* _TO DO_:
Write out the material below exactly, beginning at the line that contains "the red chair" and ending with its last line, both ends included; write nothing else.

Source data:
"""

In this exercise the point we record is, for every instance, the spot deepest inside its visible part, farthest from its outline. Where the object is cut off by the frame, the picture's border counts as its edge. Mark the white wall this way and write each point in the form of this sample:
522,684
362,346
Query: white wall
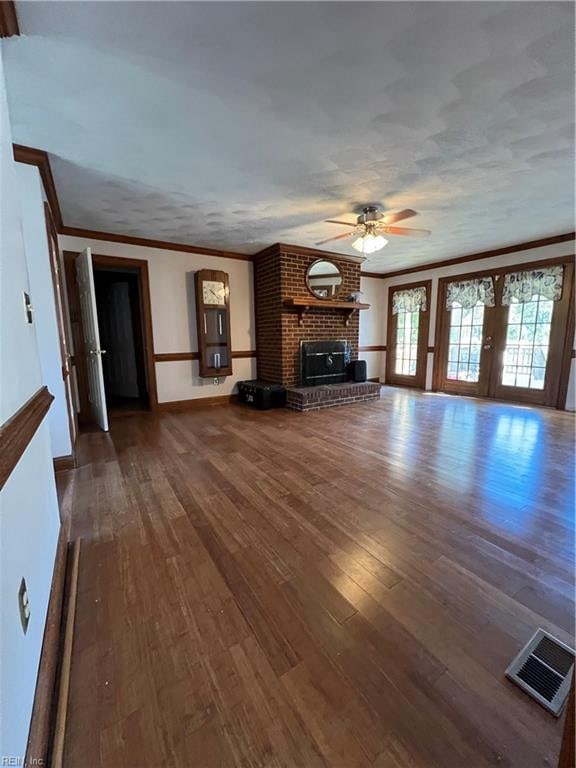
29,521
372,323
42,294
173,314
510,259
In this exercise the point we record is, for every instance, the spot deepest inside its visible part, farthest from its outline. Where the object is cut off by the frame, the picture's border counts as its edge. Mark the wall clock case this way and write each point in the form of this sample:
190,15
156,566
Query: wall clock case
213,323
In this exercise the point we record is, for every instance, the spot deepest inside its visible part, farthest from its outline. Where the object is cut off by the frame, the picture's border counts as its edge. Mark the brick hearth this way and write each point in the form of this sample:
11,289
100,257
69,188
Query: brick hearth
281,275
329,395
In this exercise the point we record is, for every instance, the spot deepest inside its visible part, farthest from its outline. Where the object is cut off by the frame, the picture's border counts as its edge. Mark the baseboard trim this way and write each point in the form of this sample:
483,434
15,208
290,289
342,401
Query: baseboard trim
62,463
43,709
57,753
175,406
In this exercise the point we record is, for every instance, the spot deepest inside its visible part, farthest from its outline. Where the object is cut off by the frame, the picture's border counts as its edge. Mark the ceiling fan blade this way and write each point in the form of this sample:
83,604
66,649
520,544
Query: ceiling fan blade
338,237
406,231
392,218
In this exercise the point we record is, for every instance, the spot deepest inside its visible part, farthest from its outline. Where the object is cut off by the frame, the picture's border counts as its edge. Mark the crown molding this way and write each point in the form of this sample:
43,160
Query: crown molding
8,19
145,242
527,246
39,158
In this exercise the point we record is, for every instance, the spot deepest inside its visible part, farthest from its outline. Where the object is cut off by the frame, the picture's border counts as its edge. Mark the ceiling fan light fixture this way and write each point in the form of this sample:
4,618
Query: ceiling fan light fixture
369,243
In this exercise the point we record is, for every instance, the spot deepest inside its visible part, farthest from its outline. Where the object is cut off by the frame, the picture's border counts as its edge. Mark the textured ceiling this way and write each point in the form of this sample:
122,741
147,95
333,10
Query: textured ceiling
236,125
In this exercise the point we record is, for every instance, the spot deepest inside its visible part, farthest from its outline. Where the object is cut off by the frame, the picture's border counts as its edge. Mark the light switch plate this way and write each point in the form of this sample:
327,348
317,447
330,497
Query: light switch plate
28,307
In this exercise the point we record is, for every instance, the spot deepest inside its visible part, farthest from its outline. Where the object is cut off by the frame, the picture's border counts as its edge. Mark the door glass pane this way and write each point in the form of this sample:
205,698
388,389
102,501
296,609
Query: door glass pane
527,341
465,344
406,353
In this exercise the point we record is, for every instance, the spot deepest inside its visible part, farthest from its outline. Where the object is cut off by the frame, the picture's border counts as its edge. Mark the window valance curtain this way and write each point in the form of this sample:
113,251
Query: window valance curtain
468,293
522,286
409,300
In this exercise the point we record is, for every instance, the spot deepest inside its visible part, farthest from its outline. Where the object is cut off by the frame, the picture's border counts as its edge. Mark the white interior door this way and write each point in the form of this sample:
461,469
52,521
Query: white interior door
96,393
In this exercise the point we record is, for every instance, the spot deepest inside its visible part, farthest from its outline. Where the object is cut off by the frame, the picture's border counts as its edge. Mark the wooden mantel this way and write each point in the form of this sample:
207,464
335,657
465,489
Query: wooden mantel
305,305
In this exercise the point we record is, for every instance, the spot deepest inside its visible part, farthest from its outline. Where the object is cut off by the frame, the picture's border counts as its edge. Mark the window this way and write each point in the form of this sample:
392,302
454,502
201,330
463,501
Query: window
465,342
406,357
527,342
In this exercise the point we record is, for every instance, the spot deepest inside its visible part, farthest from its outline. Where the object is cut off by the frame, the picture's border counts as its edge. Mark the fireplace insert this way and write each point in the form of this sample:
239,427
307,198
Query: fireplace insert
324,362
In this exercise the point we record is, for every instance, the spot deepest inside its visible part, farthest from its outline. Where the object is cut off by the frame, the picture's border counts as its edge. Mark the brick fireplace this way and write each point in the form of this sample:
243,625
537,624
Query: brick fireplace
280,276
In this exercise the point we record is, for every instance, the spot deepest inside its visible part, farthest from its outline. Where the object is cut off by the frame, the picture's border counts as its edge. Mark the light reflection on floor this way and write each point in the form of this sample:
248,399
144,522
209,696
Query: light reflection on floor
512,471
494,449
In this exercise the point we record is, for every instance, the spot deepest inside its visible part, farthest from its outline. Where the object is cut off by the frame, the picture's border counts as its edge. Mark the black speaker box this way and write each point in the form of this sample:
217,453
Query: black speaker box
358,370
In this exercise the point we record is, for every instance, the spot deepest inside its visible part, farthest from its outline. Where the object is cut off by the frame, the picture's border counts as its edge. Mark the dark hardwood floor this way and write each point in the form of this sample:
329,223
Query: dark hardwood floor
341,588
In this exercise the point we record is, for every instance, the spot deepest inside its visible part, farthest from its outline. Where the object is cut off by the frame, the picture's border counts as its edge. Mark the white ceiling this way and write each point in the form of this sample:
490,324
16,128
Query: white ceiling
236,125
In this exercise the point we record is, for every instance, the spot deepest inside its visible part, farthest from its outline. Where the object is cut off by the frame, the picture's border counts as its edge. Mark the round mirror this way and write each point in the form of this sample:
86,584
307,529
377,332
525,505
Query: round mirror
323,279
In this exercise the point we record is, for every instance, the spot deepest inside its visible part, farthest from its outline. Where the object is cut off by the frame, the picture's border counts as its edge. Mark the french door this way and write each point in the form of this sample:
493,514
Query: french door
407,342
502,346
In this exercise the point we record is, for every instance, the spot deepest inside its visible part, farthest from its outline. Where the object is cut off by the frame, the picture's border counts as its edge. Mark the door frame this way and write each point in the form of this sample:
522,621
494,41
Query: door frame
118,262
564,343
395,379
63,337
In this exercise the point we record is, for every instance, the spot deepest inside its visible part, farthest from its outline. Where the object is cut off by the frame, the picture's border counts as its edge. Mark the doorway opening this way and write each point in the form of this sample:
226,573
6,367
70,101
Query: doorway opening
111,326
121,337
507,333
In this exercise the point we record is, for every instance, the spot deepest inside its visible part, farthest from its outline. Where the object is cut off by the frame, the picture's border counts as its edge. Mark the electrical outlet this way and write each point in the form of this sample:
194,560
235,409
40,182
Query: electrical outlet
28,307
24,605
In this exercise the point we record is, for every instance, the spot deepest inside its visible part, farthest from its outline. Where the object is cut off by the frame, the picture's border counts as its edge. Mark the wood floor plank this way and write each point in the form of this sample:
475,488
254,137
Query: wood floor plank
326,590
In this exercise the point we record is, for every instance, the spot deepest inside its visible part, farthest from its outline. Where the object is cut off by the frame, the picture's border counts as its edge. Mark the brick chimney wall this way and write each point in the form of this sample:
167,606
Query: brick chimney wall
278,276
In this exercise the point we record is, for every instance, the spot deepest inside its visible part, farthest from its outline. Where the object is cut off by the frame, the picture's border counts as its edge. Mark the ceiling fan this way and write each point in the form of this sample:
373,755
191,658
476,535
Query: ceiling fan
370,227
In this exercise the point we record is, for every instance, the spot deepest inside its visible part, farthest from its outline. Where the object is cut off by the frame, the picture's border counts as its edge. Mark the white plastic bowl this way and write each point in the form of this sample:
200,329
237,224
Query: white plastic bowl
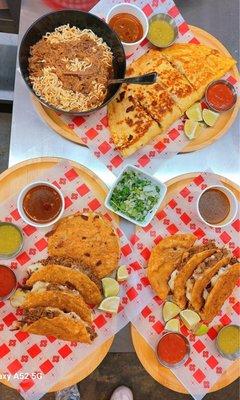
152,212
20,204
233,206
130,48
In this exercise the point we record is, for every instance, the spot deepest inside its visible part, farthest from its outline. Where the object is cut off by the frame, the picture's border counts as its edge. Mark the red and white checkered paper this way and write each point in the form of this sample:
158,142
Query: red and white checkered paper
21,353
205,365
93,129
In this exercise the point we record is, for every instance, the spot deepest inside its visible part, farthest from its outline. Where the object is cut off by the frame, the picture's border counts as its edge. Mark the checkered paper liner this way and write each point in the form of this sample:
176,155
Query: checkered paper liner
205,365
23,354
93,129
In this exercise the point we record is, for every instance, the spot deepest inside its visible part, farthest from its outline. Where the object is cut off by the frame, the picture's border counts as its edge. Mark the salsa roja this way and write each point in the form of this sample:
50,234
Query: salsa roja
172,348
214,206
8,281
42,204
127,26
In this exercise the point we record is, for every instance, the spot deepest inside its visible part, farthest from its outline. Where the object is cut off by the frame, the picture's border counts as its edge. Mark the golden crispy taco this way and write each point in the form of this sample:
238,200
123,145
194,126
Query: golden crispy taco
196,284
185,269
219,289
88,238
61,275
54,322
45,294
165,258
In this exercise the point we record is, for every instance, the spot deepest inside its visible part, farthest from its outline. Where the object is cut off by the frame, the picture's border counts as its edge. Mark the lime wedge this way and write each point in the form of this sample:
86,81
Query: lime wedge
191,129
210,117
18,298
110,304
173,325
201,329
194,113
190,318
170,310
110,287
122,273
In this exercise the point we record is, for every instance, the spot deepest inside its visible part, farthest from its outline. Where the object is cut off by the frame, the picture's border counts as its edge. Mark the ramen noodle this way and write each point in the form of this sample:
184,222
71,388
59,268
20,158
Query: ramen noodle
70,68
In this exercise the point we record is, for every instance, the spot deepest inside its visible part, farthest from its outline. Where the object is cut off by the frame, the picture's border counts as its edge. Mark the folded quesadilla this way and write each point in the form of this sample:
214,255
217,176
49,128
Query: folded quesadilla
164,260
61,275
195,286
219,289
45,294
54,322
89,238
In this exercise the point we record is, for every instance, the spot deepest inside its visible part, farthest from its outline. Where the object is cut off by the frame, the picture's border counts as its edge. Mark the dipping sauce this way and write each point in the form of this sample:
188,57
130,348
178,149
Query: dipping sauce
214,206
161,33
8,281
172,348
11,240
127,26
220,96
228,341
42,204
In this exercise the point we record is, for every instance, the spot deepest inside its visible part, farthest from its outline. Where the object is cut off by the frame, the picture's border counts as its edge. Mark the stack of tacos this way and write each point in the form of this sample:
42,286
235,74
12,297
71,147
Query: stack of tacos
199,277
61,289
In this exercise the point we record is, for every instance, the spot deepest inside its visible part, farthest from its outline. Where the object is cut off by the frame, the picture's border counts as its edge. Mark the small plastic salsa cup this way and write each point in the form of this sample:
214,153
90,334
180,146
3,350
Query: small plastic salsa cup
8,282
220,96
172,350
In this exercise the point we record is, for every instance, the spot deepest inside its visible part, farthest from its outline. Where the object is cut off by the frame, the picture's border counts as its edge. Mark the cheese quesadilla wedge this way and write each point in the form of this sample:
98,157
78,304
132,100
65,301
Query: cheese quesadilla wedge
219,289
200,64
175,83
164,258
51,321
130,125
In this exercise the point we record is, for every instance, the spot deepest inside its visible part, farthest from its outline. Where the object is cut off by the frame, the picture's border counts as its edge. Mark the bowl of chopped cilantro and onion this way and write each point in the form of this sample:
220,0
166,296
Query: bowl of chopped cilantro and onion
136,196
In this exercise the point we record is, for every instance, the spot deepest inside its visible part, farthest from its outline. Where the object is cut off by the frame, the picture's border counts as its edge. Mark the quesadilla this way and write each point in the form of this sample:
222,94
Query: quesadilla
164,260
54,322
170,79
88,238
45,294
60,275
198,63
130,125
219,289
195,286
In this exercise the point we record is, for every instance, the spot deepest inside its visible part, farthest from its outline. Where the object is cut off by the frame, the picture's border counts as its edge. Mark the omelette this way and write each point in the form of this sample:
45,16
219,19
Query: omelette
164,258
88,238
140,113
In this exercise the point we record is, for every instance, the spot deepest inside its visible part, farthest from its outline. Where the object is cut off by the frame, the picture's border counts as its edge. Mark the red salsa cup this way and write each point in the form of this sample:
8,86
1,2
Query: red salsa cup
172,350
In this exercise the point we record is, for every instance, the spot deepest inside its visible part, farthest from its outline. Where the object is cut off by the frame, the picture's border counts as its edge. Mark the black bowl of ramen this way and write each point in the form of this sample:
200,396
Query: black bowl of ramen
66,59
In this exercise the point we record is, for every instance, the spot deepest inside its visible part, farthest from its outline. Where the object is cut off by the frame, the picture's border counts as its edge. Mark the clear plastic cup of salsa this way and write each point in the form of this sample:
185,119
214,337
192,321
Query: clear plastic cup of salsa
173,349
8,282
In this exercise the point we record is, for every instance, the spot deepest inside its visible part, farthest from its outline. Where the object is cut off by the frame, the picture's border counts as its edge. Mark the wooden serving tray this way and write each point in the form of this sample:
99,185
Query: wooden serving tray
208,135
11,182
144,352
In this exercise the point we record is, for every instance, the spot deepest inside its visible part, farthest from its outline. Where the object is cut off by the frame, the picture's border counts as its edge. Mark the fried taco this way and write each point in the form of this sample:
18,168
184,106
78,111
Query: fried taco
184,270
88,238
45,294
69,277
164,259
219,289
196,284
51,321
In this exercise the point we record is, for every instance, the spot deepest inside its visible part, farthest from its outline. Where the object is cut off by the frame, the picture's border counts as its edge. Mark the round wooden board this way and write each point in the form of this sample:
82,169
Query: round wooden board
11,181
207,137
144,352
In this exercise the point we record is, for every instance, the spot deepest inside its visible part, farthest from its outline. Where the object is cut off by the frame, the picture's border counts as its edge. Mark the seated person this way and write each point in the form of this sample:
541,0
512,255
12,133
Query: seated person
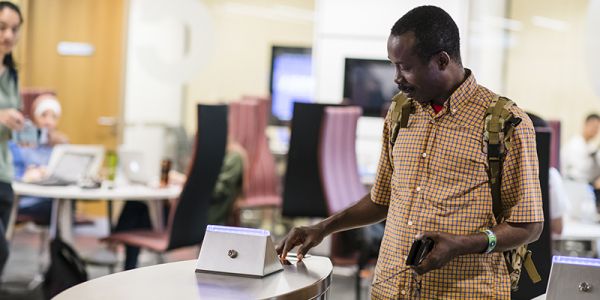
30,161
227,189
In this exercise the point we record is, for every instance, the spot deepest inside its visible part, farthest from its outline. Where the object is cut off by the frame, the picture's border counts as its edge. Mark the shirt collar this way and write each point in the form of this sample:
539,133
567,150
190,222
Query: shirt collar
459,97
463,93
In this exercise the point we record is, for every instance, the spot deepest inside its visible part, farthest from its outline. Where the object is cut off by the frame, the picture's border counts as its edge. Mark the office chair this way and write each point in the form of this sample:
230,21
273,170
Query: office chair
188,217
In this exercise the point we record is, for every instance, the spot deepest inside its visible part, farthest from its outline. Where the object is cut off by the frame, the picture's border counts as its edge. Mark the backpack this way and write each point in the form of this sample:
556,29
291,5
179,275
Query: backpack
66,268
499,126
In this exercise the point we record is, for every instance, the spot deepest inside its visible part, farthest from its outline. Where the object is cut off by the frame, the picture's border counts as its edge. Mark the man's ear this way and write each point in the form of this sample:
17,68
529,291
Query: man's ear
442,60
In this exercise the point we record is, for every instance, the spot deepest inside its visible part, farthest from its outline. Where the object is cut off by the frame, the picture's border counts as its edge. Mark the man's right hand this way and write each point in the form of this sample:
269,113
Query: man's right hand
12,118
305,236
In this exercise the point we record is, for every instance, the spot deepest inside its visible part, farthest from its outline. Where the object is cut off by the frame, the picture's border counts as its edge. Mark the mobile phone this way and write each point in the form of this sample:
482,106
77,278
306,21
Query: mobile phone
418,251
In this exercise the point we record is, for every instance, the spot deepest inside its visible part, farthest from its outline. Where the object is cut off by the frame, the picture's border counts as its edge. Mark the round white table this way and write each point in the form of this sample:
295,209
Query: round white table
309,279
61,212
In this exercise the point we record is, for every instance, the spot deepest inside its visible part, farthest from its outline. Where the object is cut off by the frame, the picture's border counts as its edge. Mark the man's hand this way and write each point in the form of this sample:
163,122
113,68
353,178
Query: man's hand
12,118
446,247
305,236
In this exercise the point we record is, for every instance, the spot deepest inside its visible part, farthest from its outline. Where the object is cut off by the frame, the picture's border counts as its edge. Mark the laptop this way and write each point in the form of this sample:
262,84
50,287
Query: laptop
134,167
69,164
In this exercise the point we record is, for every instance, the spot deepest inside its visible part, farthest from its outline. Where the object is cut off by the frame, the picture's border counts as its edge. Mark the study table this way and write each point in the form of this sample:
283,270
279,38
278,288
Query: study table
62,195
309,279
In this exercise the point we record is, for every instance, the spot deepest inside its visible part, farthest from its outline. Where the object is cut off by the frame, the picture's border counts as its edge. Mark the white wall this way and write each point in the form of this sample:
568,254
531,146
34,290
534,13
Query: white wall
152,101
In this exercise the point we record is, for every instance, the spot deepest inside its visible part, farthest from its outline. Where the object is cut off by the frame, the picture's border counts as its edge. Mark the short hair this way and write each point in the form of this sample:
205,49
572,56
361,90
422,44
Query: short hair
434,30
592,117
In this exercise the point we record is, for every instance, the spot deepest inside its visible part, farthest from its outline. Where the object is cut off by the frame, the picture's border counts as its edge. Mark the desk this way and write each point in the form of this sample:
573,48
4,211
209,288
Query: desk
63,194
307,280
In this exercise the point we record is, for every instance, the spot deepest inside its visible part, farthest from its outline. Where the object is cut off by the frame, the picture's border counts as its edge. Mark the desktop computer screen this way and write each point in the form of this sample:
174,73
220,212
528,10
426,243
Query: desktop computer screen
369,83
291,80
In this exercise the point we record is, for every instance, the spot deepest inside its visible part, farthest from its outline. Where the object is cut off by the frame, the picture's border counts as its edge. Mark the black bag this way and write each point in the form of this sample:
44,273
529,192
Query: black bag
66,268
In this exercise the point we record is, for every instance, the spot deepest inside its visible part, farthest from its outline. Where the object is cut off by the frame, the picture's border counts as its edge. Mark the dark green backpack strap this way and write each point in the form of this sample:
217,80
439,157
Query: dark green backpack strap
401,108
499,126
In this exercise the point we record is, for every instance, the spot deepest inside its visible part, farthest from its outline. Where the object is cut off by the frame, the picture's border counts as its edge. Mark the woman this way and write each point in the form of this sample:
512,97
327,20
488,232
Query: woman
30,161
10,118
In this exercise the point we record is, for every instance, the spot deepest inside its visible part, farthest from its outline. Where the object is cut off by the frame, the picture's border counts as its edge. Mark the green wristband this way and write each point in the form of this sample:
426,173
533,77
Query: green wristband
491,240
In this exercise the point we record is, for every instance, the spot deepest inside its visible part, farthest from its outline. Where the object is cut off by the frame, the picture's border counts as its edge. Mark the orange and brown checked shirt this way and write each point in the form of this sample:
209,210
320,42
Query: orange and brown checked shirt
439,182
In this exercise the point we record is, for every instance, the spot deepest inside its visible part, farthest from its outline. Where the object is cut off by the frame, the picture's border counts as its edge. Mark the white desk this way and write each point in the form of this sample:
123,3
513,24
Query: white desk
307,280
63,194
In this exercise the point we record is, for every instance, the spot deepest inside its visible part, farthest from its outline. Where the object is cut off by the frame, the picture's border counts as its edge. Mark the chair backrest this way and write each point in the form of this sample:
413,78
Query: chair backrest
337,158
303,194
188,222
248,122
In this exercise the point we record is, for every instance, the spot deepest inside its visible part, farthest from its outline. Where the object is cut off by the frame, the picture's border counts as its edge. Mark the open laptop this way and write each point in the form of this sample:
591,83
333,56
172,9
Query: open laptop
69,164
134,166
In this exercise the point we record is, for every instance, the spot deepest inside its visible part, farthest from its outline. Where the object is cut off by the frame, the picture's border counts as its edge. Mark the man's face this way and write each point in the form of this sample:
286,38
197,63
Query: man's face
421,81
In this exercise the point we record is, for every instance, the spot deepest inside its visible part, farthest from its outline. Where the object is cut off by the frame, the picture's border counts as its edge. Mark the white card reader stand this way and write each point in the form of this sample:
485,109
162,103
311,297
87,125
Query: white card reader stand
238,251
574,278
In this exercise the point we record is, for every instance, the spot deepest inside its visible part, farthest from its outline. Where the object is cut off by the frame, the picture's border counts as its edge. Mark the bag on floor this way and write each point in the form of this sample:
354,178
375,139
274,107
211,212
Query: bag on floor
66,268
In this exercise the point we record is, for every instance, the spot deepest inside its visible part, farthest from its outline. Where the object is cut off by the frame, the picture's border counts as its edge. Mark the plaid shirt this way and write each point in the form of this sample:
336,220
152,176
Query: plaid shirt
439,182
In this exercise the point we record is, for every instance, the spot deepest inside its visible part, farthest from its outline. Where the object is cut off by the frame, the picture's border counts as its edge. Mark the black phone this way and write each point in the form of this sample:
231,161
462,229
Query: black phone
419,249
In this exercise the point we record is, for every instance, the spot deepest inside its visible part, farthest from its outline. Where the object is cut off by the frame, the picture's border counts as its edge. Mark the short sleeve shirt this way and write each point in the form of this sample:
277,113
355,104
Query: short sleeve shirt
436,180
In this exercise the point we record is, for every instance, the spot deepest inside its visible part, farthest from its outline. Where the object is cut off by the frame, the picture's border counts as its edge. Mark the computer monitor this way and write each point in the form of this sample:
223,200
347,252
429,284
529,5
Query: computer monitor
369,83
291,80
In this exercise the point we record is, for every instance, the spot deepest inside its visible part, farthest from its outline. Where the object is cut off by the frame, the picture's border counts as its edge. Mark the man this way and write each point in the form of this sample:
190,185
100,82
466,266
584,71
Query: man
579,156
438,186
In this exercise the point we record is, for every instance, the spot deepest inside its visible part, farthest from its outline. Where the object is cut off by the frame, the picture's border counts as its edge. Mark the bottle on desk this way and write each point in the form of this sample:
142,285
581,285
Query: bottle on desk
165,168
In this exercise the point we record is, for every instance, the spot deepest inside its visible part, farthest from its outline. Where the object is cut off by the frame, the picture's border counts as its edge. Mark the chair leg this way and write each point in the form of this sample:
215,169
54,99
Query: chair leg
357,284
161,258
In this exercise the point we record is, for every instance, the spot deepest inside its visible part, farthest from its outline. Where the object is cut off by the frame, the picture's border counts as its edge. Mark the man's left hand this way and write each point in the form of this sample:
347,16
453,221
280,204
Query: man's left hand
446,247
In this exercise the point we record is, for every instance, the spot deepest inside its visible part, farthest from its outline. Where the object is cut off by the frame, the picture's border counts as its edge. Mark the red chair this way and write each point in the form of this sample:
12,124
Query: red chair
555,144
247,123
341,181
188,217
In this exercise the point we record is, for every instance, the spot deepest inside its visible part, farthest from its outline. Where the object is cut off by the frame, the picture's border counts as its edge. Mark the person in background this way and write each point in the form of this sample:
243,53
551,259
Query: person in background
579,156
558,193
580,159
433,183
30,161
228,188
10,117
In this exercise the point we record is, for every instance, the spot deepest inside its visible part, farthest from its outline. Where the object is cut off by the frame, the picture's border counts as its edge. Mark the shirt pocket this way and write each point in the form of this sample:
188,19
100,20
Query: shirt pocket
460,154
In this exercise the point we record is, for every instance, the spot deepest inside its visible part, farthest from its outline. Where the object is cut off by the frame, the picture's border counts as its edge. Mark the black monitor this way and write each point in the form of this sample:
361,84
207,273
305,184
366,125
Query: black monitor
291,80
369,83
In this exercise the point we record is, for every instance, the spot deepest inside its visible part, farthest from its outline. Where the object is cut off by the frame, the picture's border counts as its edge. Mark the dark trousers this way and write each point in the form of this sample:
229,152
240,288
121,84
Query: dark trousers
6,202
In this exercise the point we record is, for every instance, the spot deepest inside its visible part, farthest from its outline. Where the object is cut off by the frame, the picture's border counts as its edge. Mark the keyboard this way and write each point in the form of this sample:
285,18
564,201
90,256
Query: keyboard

"""

* _EXERCISE RESPONSE_:
In this exercise the point we record is, for every instance, the spot deepest inside its visible part, farthest from its outline. Where the object is cut off by the frame, the picture's border counts as its edge. Mark the red chair this way and write each point in the form of this sample:
12,124
Query: red chair
555,144
247,123
341,181
188,217
In this exercise the point we record is, for every instance, the spot deepest inside its visible part, farthest from its outline. Where the object is cut off by the frame, the picture's border counts as its edge. Mark the person in background this way and write each point in the form of this sample:
243,53
551,259
Query: person in background
579,156
558,193
580,159
433,183
30,161
228,188
10,117
In this exercise the point we record is, for every instance, the spot deepest inside its visible part, farthest from its outline. Where the object is cut off by the frame, the picture's border counts as its edge. Mark the shirt pocket this way and write each point in the form of this sample:
188,19
100,20
Query: shirt pocket
460,154
In this exercise the point we record is, for every instance, the spot deepest inside its visible part, farthest from its outline. Where the object is cut off by the frame, the picture's border counts as its edge. Mark the black monitor this way and write each point in the form of this sample:
361,84
207,273
305,184
366,125
Query: black monitor
291,80
369,83
In this exercise the point we record is, for every instance, the spot deepest inside its visible part, farthest from its outline. Where the object is cut off by the frame, the picture's border counts as its edge. Mark the dark trousers this way and write each point in the form of this sample:
229,152
240,288
121,84
Query: dark trousers
6,202
In this exercise the point we record is, for every instance, the spot deepest inside its visible part, farthest from its outline. Where the object is cut off by the frame, the picture's border counts as its edge. Mark the keyboard this way and write each point in the form of this sample:
285,18
564,201
90,256
Query: keyboard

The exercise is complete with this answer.